Movies: The Lady and the Highwayman

The Lady and the Highwayman (1989)

The plot (from IMDb.com): The young lady Panthea Vyne (Lysette Anthony) falls in love with the handsome highwayman (Hugh Grant) who saves her from her brutal husband. He kills him in a fair duel. Later on when Charles the 2nd (Michael York) is reinstated as King of England she attends the royal court. But here she becomes the enemy of the king's former mistress (Emma Samms) and the plot against her thickens.

This was a made for TV movie back in 1989, and has all of the ingredients of a great swashbuckling romance: star power in the persons of Oliver Reed and Michael York, a dashing young hero played by Hugh Grant, Emma Samms as the beautiful and scheming villainess, and a story filled with lively sword fights and suspenseful pursuits.

-- Supplied entries --
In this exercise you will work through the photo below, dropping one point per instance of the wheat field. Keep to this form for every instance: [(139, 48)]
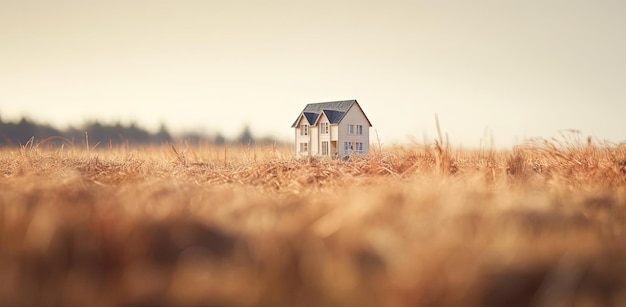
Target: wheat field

==

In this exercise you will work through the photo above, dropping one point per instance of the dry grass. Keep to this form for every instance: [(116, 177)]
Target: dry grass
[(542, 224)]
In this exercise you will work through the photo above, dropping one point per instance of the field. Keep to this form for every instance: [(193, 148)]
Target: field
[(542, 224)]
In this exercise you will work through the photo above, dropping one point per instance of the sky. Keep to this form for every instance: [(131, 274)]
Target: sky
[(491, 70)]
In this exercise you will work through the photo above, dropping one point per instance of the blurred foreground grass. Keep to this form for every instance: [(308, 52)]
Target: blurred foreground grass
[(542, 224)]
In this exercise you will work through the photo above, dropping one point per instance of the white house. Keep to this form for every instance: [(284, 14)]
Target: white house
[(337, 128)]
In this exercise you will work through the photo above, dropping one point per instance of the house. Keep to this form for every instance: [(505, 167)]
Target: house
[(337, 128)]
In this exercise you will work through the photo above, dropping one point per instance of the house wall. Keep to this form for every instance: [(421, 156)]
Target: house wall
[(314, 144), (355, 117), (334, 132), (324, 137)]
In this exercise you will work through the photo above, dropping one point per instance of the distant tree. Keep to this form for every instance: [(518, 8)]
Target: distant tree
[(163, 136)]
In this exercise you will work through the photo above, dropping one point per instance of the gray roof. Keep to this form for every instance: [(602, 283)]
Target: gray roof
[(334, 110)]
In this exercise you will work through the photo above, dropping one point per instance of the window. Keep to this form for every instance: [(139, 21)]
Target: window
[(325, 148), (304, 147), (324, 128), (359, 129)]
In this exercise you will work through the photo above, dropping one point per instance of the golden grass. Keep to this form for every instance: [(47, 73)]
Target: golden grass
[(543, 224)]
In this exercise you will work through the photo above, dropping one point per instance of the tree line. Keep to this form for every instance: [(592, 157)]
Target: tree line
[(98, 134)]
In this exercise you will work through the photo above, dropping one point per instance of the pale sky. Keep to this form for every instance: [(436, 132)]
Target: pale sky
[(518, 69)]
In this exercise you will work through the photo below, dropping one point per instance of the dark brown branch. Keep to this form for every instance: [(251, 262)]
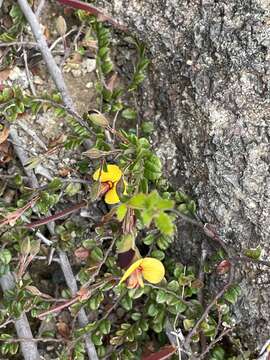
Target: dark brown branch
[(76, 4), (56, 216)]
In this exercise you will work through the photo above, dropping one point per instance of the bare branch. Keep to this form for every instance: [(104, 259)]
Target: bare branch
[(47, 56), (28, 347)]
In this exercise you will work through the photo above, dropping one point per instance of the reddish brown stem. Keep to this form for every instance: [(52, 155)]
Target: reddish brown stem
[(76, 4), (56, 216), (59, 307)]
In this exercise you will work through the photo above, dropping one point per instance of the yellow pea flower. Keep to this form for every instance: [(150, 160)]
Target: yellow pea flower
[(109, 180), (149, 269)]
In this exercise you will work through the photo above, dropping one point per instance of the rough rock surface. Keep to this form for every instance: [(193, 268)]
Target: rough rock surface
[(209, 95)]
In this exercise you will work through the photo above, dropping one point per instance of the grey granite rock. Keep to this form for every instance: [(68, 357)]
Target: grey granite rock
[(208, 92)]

-- What to work on --
- A) Using the movie text, decide whether each statement is true. Answer yes or no, and quote the exact words that settle it.
(i) The movie was made for television in 1989.
(ii) The highwayman kills Panthea's husband in an ambush.
(iii) Emma Samms plays the king's former mistress.
- B) Answer these questions from the movie text.
(i) Who plays Charles the 2nd?
(ii) Which actor plays the handsome highwayman?
(iii) Where does Panthea become the enemy of the king's former mistress?
- C) Write the next part of the review of The Lady and the Highwayman, starting after its last sentence.
The records are separate from the movie text and have nothing to do with it.

-- Final results --
- A)
(i) Yes: "This was a made for TV movie back in 1989"
(ii) No: "He kills him in a fair duel."
(iii) Yes: "the king's former mistress (Emma Samms)"

- B)
(i) Michael York
(ii) Hugh Grant
(iii) At the royal court

- C)
All the ingredients are there. Unfortunately, the whole is far less than the sum of the parts. Hugh Grant (in a pre-Four Weddings role) is uncharacteristically stoic and emotionless. His masked hero is more Batman than Zorro, and it is really a waste of the young actor's natural wit and charisma. The script also makes this "clever" hero just a bit on the daft side. Emma Samms is more whining than scheming. Michael York is good, but sadly underused. Oliver Reed chews scenery as the Highwayman's Sheriff of Nottingham-like nemesis, but is not enough to save the silly plot. Lysette Anthony is beautiful, talented, and very watchable, but is hampered by the stupidity of her character.
The swordfights are very good, as is much of the action, but it pales next to The Princess Bride, which was in theatres two years earlier.
Oh, and did I mention that the story is stupid?
This should have been a hit but is a terrible miss instead.